» PASSAGE SHOWN
--
To defeat racism and fascism we have to… well, we have to confront them with a specific political effort and consciously directed movement of social forces. Imagining otherwise is, to borrow a phrase from the great Black agitator and political thinker Frederick Douglass, to “want rain without thunder and lightning… the ocean without the roar of its many waters”.
If we embrace the “many waters”, however, the headwaters, streams and rivulets which make up the movement of us, the immense majority seeking to act in the interests of immense majority, then potential pitfalls can be turned into stepping stones, danger into opportunity.
Global capitalism has globalised its metropolis. There is space, sure, for the elites of old imperial cities, such as London, to play out within their geographical limits the divide and rule policies they perfected in a previous, colonial phase of empire. A case of divide et impera, orbem et urbem. [TTRR: I really don’t think that my bits of Latin will enable me to “do Romanian as good as me”, but thanks for the encouragement.]
Space too for right-wing political adventurers and charlatans of all types — from Nigel Farage “the establishment’s anti-establishment xenophobe” to fascist barbarians.
That same space — the cosmopolitan city — is home to another potential, however. That is the possibility of the direct encounter and solidarity between working people from across the globe.
Where once calls for common interest and shared destiny had to cross borders — on maps and in the imagination — now they may also be made real directly: in the street; in places of work; schools; universities, football matches, collections for disaster relief (tsunami in Sri Lanka, earthquake in Kashmir, imperialist onslaught in Palestine)… and on drunken Saturday nights at east London “Tube Station at Midnight”, whose outcome doesn’t have to be the alienated kicking and city of nightmare so well captured by Paul Weller and The Jam.
--
» DATASET EXTRACT

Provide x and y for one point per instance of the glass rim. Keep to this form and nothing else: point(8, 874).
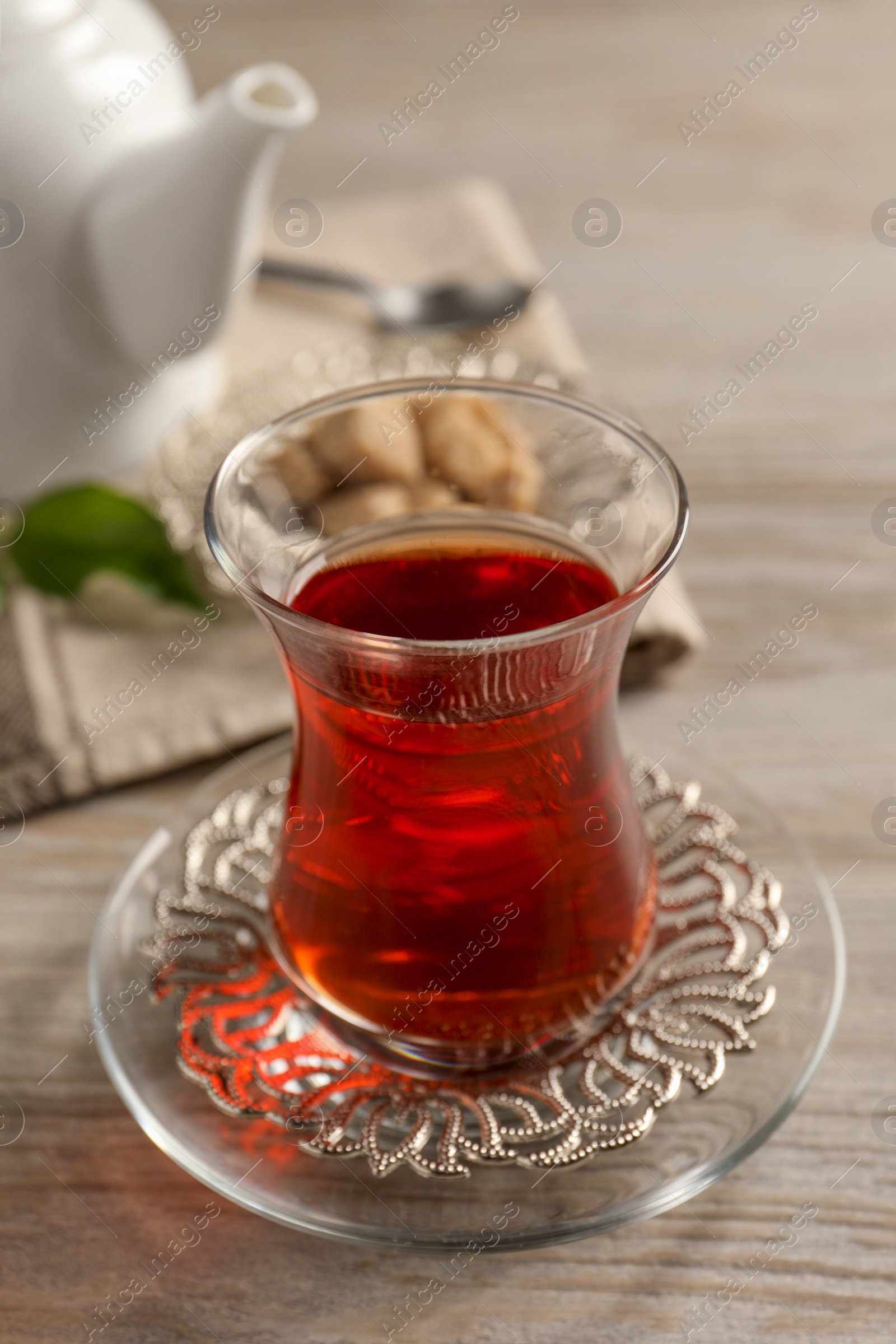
--
» TASK DIRECTIONS
Render this sentence from the passage on racism and the cosmopolitan city in Spanish: "That same space — the cosmopolitan city — is home to another potential, however."

» WRITTEN SOLUTION
Ese mismo espacio —la ciudad cosmopolita— alberga, sin embargo, otro potencial.